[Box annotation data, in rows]

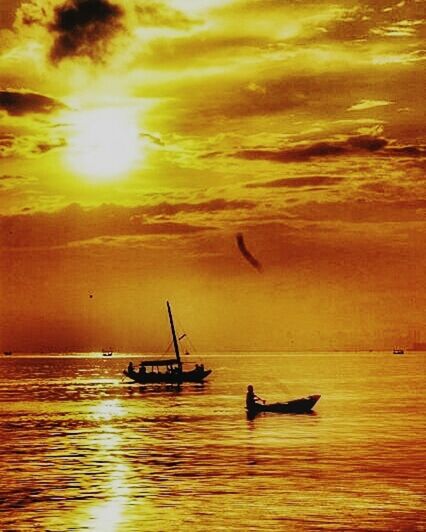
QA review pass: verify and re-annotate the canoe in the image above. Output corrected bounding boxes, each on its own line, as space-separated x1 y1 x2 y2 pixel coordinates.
248 395 321 415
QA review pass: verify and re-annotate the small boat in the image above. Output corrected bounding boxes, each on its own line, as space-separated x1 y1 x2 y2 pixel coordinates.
247 395 321 416
123 301 212 384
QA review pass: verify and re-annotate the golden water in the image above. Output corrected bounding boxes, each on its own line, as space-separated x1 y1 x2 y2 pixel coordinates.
0 353 426 532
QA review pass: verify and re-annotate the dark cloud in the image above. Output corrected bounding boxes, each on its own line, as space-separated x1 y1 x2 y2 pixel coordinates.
234 135 388 163
0 90 65 116
246 175 343 188
138 198 256 216
0 199 254 247
48 0 124 63
289 200 426 223
0 133 67 159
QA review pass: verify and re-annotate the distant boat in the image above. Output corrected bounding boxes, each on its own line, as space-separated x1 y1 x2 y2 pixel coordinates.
123 301 212 384
247 395 321 416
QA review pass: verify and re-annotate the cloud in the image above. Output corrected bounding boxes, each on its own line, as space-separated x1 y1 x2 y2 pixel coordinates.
135 1 196 29
0 199 255 247
245 175 343 188
234 135 388 163
48 0 124 63
289 200 426 223
0 89 66 116
348 100 392 111
0 133 67 159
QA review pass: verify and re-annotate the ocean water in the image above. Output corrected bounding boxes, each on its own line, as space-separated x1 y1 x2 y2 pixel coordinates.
0 352 426 532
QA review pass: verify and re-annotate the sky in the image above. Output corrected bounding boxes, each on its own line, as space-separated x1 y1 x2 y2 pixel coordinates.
0 0 426 352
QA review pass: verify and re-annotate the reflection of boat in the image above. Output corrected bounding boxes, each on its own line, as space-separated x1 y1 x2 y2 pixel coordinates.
248 395 321 416
123 301 211 384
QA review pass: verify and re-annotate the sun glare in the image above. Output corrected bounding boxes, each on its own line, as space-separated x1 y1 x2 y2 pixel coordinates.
67 109 141 182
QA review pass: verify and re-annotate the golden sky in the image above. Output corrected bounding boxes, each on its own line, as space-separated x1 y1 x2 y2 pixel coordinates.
0 0 426 351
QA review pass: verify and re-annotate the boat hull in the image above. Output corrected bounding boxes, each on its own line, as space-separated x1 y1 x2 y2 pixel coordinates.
123 369 212 384
248 395 321 415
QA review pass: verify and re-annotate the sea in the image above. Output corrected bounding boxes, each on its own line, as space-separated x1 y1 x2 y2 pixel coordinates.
0 352 426 532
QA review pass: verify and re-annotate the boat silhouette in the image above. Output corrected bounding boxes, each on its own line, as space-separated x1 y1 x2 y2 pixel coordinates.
123 301 212 384
247 395 321 417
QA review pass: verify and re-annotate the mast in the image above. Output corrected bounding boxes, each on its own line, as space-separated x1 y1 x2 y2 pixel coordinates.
167 301 182 370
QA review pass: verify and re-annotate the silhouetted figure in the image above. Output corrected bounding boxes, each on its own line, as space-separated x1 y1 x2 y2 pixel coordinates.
236 233 262 272
246 384 265 410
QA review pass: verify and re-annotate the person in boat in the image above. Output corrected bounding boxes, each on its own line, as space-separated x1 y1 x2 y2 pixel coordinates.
246 384 266 410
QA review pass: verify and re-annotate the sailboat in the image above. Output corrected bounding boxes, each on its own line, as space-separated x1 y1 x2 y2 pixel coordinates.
123 301 212 384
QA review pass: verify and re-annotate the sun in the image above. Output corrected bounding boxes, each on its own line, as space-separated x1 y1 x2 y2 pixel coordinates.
67 108 141 182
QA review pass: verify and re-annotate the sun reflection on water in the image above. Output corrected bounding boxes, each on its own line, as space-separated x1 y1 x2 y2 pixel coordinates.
92 399 126 421
87 464 131 532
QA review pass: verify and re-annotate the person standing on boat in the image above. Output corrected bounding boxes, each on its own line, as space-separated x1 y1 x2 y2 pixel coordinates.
246 384 265 410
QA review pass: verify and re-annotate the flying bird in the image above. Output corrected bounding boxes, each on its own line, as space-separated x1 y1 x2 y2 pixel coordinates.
236 233 262 272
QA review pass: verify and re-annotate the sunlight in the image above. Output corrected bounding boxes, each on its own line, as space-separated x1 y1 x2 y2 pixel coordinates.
93 399 125 422
67 108 142 182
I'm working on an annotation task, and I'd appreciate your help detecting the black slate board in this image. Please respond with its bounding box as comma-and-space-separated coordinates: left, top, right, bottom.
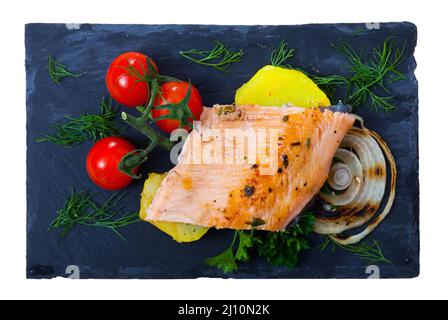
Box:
25, 23, 419, 278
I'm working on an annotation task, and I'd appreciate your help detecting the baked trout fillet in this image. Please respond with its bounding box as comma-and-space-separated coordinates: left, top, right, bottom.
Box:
145, 105, 355, 231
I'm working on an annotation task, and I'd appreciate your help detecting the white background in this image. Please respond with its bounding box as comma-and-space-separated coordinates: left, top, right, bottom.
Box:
0, 0, 448, 299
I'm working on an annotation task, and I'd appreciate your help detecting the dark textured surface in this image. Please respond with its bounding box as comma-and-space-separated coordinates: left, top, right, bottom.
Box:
25, 23, 419, 278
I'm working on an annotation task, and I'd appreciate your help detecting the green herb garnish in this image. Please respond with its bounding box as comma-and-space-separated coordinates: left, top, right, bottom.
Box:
319, 236, 391, 265
179, 41, 244, 71
271, 40, 296, 68
48, 190, 141, 240
36, 98, 119, 147
258, 212, 316, 268
205, 212, 315, 273
48, 55, 86, 84
271, 37, 406, 111
333, 38, 406, 111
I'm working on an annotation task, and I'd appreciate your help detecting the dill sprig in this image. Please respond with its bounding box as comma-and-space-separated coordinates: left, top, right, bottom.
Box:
271, 40, 296, 68
48, 189, 140, 240
36, 98, 119, 146
319, 236, 391, 265
271, 37, 407, 111
179, 41, 244, 71
48, 55, 86, 84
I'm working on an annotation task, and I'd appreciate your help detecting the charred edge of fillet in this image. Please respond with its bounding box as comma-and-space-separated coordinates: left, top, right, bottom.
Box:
244, 185, 255, 198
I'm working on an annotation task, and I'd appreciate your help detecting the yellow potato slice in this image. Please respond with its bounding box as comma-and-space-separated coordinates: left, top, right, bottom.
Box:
139, 173, 208, 242
235, 65, 330, 108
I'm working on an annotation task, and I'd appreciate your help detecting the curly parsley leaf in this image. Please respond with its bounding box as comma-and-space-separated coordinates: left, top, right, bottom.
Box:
258, 212, 315, 268
235, 229, 260, 261
205, 212, 315, 273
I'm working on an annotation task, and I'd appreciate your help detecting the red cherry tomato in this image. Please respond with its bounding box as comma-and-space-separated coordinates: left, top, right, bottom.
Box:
106, 52, 157, 107
86, 137, 138, 190
151, 81, 203, 133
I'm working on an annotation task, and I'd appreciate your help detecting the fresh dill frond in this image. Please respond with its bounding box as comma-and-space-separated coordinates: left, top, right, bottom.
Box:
48, 190, 141, 240
36, 98, 119, 147
319, 236, 391, 265
271, 40, 296, 68
271, 37, 407, 112
179, 41, 244, 71
48, 55, 86, 84
332, 37, 407, 111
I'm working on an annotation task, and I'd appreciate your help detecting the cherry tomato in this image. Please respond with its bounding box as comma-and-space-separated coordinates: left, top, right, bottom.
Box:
151, 81, 203, 133
86, 137, 138, 190
106, 52, 157, 107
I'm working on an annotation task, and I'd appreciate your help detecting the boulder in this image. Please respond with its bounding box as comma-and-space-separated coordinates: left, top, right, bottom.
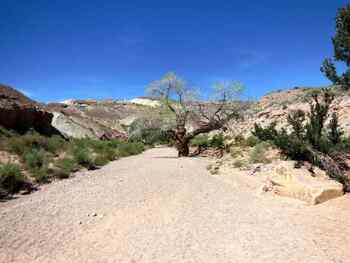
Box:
268, 161, 344, 205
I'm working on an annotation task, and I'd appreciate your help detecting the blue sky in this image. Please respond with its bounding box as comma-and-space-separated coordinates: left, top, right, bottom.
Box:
0, 0, 347, 102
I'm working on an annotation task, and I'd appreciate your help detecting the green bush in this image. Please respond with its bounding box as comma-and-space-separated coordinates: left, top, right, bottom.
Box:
233, 159, 247, 168
250, 142, 271, 163
94, 155, 110, 166
24, 149, 45, 169
45, 135, 66, 154
191, 135, 210, 148
245, 135, 261, 147
8, 133, 65, 156
73, 144, 94, 169
0, 163, 24, 193
54, 158, 78, 179
191, 133, 224, 148
30, 166, 50, 183
210, 133, 225, 148
252, 122, 277, 141
129, 128, 169, 145
117, 142, 145, 157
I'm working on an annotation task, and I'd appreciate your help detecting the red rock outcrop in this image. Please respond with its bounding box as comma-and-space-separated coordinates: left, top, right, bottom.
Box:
0, 84, 58, 135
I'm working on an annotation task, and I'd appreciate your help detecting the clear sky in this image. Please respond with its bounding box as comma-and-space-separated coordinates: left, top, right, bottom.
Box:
0, 0, 348, 102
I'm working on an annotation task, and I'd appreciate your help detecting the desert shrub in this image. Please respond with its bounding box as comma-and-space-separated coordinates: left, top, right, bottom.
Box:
54, 158, 78, 179
233, 134, 245, 146
24, 149, 45, 169
0, 163, 24, 193
73, 144, 94, 169
250, 142, 271, 163
233, 159, 247, 168
45, 135, 66, 154
30, 168, 50, 183
191, 133, 224, 148
252, 122, 277, 141
245, 135, 261, 147
210, 133, 224, 148
327, 112, 344, 145
117, 142, 145, 157
191, 135, 210, 148
94, 155, 110, 166
129, 128, 169, 145
7, 137, 28, 156
229, 146, 242, 158
7, 133, 65, 156
0, 126, 15, 138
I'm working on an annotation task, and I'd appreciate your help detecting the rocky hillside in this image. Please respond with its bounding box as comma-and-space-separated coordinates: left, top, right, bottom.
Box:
0, 85, 350, 142
0, 84, 58, 134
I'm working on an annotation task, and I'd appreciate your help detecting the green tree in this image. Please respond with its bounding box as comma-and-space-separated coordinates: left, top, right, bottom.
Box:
327, 112, 344, 145
147, 73, 245, 156
321, 5, 350, 90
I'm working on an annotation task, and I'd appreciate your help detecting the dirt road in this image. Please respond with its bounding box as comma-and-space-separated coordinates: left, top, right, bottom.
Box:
0, 148, 350, 263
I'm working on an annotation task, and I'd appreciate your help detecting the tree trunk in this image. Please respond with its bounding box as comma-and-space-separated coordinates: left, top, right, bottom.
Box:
306, 146, 350, 192
175, 141, 190, 157
174, 127, 190, 157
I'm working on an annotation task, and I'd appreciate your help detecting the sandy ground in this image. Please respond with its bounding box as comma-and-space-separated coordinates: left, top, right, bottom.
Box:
0, 148, 350, 263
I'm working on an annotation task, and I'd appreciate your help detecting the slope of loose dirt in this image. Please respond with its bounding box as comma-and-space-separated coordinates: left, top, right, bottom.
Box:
0, 148, 350, 263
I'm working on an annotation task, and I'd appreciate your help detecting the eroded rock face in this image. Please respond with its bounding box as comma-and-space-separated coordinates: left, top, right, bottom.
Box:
0, 85, 58, 135
48, 112, 127, 140
268, 161, 344, 205
231, 88, 350, 137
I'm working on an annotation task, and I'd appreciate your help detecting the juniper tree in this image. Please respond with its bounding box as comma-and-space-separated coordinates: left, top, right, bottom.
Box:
321, 5, 350, 90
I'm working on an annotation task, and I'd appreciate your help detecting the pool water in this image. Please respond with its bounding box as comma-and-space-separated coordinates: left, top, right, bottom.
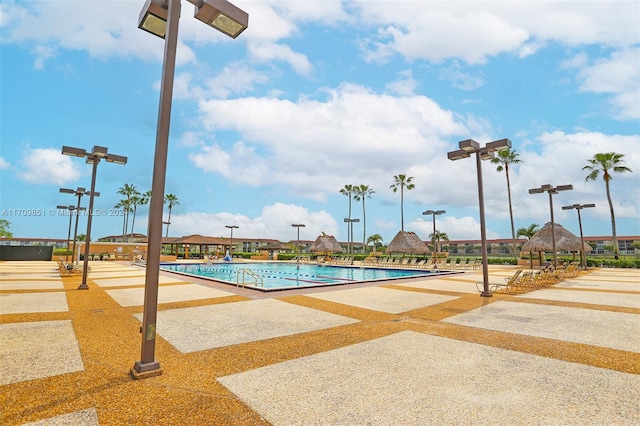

• **WRITTEN PROBLEM**: Output the items that start with the line containing "QA review pass: verify and re-annotate the flying" and go on through the line containing "145, 105, 355, 231" as a two-column CSV with the headers input and output, one row per item. Put each field in quotation marks, replace line breaks with spaces, and leave out the pictures.

• **SOLUTION FOR THIS PROBLEM**:
input,output
"QA review pass: verify and re-annotate the flying bird in the image above. Output corrected bounding boxes, each on its own line, as space-separated x1 y1 x2 y2 pixel coordinates.","236 233 262 272"
"QA review pass: verify and re-annotate the sunlight in the image above. Output corrected bounding boxes, each on its own line, as space-separated x1 y1 x2 y2 pixel coordinates.","93 399 125 422 67 108 142 182"
"I'm working on an annotation task, and I'd appreciate your help detecting the black slate board in this image. Please respond with its bounding box as comma-and-space-separated coordinates: left, top, right, bottom. Box:","25, 23, 419, 278"
"I'm working on an annotation task, and I'd appreciate your help detecting the baked trout fillet in this image. Please respond with its bounding box as comma-and-space-separated coordinates: left, top, right, bottom. Box:","145, 105, 355, 231"